===== TASK DATA =====

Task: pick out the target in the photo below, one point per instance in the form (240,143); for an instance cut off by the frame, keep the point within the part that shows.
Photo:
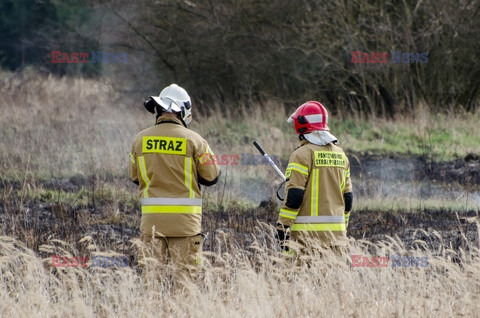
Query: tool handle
(259,148)
(270,161)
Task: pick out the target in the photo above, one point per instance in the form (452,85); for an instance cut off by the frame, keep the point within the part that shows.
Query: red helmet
(309,117)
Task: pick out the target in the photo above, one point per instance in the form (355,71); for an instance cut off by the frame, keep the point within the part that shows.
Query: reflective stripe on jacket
(323,172)
(167,161)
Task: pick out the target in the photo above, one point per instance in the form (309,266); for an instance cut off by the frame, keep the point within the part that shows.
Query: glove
(282,235)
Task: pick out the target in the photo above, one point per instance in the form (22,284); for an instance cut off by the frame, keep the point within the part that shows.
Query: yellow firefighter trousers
(183,253)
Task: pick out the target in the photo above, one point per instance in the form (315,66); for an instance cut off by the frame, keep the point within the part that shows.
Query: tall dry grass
(258,282)
(65,142)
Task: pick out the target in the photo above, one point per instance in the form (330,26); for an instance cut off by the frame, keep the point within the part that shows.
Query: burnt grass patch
(112,227)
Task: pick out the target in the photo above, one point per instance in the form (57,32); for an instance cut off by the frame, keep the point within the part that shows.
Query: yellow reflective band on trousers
(175,209)
(314,197)
(322,227)
(343,184)
(188,176)
(143,172)
(289,214)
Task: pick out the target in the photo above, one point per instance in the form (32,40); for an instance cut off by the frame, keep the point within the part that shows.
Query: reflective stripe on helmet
(172,209)
(143,172)
(321,227)
(318,118)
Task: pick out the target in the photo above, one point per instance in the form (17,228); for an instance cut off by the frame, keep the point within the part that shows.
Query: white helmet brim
(167,104)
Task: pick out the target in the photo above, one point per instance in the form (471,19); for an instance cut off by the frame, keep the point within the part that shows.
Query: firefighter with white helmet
(319,195)
(169,162)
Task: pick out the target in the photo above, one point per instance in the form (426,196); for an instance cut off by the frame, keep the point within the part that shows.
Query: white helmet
(175,99)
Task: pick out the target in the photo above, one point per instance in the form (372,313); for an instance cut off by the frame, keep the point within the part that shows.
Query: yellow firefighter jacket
(168,161)
(323,172)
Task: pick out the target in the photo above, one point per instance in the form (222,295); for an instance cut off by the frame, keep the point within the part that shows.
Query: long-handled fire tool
(270,161)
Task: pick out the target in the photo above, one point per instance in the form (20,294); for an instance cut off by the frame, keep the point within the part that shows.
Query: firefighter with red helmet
(169,162)
(318,189)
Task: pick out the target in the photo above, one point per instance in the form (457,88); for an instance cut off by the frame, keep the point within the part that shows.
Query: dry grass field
(64,190)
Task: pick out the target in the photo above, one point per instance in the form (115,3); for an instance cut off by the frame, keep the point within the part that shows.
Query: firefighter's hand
(347,217)
(282,235)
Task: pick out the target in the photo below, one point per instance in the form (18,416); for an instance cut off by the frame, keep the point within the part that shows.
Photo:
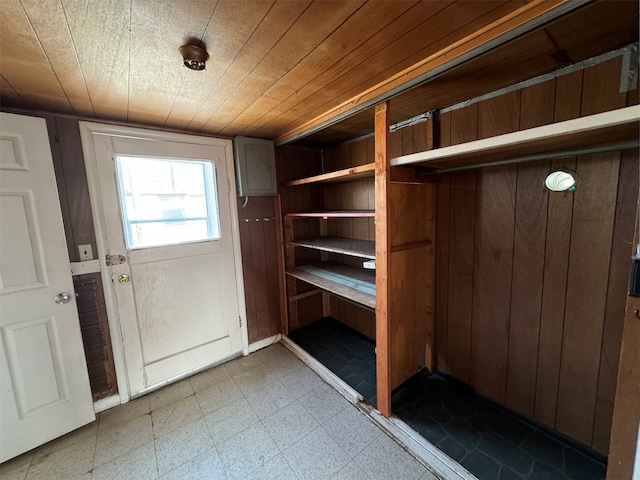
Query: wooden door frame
(87,130)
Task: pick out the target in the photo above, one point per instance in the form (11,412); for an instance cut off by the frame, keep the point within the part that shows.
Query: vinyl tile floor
(263,416)
(488,440)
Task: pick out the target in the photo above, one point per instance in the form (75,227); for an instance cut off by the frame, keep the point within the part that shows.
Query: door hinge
(110,260)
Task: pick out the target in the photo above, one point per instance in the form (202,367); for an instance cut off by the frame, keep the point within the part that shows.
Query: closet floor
(347,353)
(488,440)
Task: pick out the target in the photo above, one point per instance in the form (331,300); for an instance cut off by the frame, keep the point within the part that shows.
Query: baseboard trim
(264,343)
(106,403)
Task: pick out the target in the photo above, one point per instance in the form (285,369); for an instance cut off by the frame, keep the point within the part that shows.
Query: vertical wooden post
(382,123)
(626,413)
(284,304)
(290,262)
(430,348)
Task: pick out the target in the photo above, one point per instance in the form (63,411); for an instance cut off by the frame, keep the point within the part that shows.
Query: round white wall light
(561,180)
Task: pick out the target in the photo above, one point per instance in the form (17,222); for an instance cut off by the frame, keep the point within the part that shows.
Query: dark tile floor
(488,440)
(345,352)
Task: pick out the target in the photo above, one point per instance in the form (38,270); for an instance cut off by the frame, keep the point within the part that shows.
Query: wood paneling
(276,65)
(529,246)
(559,213)
(258,239)
(589,256)
(462,200)
(549,269)
(619,267)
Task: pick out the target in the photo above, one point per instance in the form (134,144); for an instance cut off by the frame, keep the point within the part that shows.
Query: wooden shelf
(616,129)
(333,214)
(344,246)
(346,175)
(354,284)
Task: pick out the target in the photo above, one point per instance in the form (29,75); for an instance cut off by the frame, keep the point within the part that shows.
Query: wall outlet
(85,252)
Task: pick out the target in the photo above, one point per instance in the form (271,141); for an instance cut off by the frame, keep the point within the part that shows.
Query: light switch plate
(85,252)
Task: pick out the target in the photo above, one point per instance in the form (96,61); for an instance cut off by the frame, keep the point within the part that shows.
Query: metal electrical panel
(255,161)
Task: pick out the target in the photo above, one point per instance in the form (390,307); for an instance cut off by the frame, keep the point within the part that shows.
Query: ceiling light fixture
(561,180)
(194,56)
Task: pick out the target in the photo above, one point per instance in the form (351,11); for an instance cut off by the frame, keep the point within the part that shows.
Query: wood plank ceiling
(274,65)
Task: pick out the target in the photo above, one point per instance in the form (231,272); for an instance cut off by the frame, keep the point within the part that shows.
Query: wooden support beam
(626,413)
(383,327)
(284,305)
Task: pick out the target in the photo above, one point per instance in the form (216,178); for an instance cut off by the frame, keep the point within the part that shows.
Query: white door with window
(168,244)
(44,385)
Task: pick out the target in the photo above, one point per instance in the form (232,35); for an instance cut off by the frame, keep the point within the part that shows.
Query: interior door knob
(62,298)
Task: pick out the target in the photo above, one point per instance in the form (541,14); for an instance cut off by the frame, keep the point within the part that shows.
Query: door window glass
(167,201)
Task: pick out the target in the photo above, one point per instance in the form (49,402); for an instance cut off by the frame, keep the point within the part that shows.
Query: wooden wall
(531,285)
(259,245)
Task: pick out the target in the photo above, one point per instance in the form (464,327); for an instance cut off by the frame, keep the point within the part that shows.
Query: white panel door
(177,297)
(44,385)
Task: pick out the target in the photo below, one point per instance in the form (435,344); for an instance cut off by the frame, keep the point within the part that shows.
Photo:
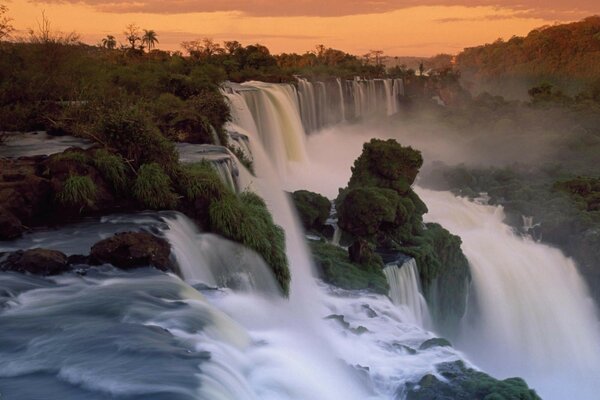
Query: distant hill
(567,56)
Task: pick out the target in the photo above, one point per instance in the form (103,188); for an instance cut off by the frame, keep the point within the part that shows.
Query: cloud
(558,9)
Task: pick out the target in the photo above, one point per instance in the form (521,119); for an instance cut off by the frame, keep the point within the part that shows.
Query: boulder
(128,250)
(10,225)
(36,261)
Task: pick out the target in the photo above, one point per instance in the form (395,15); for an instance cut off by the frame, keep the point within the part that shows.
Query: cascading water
(405,290)
(532,315)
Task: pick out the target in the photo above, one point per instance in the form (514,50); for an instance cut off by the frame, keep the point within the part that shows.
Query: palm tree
(109,42)
(150,39)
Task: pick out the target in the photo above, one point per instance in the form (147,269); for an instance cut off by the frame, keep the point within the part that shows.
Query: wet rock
(129,250)
(36,261)
(10,225)
(435,342)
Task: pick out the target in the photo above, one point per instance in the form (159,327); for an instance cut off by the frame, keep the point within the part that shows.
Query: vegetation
(336,268)
(246,219)
(463,383)
(313,209)
(566,55)
(381,211)
(113,169)
(152,188)
(78,191)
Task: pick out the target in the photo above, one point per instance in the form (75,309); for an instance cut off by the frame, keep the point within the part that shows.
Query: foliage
(77,191)
(113,169)
(152,188)
(462,383)
(131,131)
(246,219)
(312,208)
(336,268)
(567,55)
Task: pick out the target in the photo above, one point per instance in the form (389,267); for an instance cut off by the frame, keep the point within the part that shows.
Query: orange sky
(398,27)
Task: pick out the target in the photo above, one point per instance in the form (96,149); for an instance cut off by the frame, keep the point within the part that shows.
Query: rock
(129,250)
(10,226)
(435,342)
(463,383)
(313,209)
(36,261)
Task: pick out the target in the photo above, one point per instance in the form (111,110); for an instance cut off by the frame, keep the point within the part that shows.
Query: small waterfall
(531,314)
(405,290)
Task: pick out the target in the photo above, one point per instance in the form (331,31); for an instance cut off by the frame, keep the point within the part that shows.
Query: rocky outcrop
(463,383)
(313,209)
(129,250)
(10,225)
(36,261)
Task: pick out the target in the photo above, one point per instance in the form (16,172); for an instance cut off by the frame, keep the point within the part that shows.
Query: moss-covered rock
(313,209)
(462,383)
(380,207)
(129,250)
(335,267)
(246,219)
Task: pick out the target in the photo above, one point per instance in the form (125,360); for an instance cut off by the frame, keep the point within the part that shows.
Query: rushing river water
(224,333)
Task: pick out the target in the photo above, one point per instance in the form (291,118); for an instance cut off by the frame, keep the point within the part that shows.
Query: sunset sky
(398,27)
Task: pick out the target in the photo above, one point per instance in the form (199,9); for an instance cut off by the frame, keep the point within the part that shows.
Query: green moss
(336,268)
(386,164)
(246,219)
(75,156)
(462,383)
(78,191)
(312,208)
(132,133)
(363,211)
(112,168)
(152,188)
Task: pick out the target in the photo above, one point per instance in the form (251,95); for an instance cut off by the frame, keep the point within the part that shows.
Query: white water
(534,317)
(405,291)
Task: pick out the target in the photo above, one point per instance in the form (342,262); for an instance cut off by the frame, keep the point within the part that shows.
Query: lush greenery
(313,209)
(335,267)
(380,209)
(462,383)
(567,55)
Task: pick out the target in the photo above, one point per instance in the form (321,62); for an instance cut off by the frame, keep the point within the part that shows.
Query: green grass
(78,191)
(152,188)
(112,168)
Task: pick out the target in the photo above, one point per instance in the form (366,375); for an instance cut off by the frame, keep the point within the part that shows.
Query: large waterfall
(532,315)
(405,290)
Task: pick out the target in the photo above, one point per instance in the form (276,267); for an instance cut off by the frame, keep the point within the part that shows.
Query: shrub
(112,168)
(246,219)
(312,207)
(78,191)
(131,132)
(152,188)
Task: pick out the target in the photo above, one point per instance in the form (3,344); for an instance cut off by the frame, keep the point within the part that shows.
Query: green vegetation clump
(131,131)
(246,219)
(152,188)
(380,208)
(463,383)
(336,268)
(78,191)
(113,169)
(313,209)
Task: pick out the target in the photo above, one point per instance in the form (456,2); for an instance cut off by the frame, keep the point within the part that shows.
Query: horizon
(398,28)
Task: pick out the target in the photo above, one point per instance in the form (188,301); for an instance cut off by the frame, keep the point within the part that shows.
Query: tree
(132,35)
(5,22)
(150,39)
(109,42)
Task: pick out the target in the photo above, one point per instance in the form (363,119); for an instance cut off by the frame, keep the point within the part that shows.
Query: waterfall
(531,314)
(405,290)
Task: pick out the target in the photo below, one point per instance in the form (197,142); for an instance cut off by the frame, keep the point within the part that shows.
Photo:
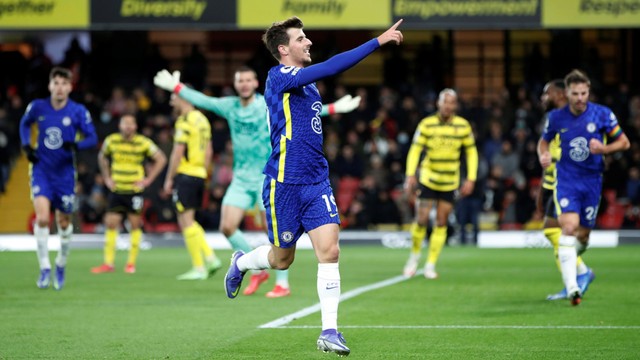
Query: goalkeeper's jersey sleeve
(248,127)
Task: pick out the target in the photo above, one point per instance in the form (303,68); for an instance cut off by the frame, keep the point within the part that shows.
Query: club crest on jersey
(287,236)
(53,138)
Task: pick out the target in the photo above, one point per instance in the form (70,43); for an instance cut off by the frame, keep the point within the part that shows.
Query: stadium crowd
(366,149)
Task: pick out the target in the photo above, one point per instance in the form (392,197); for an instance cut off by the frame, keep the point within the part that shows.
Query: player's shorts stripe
(283,139)
(555,201)
(274,221)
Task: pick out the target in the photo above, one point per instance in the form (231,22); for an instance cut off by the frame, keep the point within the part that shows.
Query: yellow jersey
(193,130)
(127,160)
(443,143)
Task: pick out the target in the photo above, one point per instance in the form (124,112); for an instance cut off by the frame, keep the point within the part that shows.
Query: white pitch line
(346,296)
(479,327)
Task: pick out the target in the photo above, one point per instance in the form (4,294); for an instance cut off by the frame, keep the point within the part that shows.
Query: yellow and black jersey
(442,143)
(549,175)
(127,160)
(194,131)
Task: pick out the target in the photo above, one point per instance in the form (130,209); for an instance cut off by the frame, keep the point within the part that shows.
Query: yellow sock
(553,235)
(136,237)
(192,238)
(204,247)
(110,237)
(436,243)
(418,232)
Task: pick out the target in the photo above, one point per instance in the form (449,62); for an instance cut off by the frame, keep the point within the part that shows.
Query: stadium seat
(348,184)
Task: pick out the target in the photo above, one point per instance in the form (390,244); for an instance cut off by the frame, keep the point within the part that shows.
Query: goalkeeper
(246,115)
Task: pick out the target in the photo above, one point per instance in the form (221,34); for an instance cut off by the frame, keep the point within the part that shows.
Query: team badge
(287,236)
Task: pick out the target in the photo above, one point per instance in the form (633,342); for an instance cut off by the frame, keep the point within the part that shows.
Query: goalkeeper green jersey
(249,130)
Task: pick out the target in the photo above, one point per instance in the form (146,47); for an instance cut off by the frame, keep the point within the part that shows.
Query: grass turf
(487,304)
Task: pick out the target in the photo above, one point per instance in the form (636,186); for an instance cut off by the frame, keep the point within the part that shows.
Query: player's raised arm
(392,35)
(343,105)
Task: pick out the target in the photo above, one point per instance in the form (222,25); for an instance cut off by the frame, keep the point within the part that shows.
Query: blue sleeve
(25,126)
(549,132)
(86,126)
(337,63)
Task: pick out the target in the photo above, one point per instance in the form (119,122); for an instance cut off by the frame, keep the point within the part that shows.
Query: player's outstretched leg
(58,280)
(561,295)
(233,278)
(254,282)
(44,279)
(575,297)
(331,340)
(584,280)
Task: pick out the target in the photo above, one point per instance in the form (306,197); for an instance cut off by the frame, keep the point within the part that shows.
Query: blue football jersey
(295,125)
(54,128)
(575,132)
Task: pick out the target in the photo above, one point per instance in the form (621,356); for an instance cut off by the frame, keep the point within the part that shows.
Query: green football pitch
(487,304)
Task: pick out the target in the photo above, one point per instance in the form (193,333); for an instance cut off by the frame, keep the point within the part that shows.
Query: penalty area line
(478,327)
(281,322)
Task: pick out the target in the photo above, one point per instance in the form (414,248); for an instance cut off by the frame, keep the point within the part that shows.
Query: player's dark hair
(276,34)
(576,77)
(61,72)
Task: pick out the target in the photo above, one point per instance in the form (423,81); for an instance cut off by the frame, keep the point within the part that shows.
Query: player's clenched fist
(165,80)
(392,35)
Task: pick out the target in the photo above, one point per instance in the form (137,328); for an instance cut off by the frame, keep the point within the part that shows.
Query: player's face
(128,126)
(578,95)
(448,106)
(299,46)
(60,88)
(245,83)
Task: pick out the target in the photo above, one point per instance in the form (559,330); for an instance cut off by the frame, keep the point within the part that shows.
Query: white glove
(167,81)
(346,104)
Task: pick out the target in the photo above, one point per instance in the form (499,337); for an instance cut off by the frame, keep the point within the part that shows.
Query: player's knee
(282,263)
(227,229)
(567,241)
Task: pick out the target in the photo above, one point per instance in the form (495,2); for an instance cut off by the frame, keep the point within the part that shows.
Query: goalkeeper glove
(168,81)
(31,154)
(70,145)
(344,105)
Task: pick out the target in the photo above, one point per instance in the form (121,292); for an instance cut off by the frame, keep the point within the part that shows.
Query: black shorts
(187,192)
(125,203)
(430,194)
(548,203)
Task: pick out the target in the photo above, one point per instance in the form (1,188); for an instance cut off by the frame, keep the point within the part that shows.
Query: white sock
(580,247)
(65,241)
(256,259)
(42,242)
(582,268)
(568,256)
(329,294)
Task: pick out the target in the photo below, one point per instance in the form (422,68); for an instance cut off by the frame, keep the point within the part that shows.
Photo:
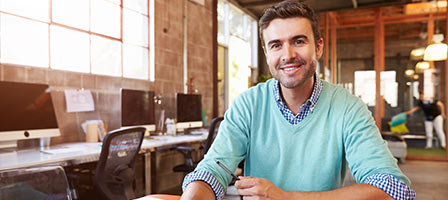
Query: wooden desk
(78,153)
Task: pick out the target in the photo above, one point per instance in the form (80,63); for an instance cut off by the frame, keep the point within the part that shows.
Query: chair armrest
(184,148)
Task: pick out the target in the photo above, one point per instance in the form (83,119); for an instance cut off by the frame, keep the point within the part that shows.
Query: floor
(429,179)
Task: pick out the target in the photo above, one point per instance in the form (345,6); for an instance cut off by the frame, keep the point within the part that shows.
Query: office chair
(114,176)
(189,165)
(39,183)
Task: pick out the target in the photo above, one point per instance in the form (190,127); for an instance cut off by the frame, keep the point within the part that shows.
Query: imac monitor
(26,112)
(189,111)
(137,109)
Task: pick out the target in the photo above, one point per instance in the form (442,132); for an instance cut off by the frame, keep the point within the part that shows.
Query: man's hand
(258,188)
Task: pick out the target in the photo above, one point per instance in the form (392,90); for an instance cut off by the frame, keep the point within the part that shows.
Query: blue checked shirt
(391,185)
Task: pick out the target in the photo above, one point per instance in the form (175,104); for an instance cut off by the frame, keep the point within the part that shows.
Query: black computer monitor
(26,112)
(137,108)
(189,110)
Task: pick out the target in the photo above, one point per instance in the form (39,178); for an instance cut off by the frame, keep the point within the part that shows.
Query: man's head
(289,9)
(292,44)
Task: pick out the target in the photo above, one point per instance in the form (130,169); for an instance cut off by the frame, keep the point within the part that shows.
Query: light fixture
(409,72)
(417,54)
(436,51)
(421,66)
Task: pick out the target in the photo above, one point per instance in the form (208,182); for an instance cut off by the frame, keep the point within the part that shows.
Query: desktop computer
(137,109)
(27,112)
(188,111)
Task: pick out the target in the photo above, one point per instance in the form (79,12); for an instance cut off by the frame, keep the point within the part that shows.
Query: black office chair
(114,177)
(189,165)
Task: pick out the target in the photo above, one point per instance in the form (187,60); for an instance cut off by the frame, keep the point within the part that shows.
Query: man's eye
(275,46)
(299,42)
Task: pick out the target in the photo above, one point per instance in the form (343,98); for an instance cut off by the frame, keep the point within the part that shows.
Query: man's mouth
(290,68)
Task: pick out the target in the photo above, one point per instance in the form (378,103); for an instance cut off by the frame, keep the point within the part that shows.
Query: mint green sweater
(310,156)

=====

- _ASSIGNMENT_
Starting with the line with "Query: rushing river water" above and going on through the line with "the form (251,95);", transcribe every line exactly, both ends included, and add nothing.

- _ANSWER BOX_
Query: rushing river water
(224,333)
Task: pick out the target in the photo above, one point per instance in the form (291,118); for an instance cut off by the frame, keep the point within the part that shows.
Query: sunset sky
(398,27)
Task: pick out the target in the photo above, one point per instance in the form (199,9); for an instance cut off by the frame, keep the point within the part that shows.
Query: green moss
(336,268)
(386,164)
(246,219)
(75,156)
(462,383)
(78,191)
(312,208)
(132,133)
(363,211)
(112,168)
(152,188)
Task: pick out the target in the photo above, one point per instance in the form (251,95); for an instance cut off by the frame, keep the point within the part that shows.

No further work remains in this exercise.